__Task instructions__
Copy the lines below word for word, with no changes.

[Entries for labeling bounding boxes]
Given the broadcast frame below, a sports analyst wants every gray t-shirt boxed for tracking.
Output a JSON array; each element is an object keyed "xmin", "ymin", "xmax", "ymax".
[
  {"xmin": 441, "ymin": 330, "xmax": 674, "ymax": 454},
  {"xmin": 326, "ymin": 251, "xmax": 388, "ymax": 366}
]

__Worked answer__
Given the broadcast frame below, a sports analyst wants every gray t-shirt boxed for tracking.
Output a JSON array; each element is an object keyed "xmin", "ymin", "xmax", "ymax".
[
  {"xmin": 441, "ymin": 330, "xmax": 674, "ymax": 454},
  {"xmin": 326, "ymin": 251, "xmax": 388, "ymax": 366}
]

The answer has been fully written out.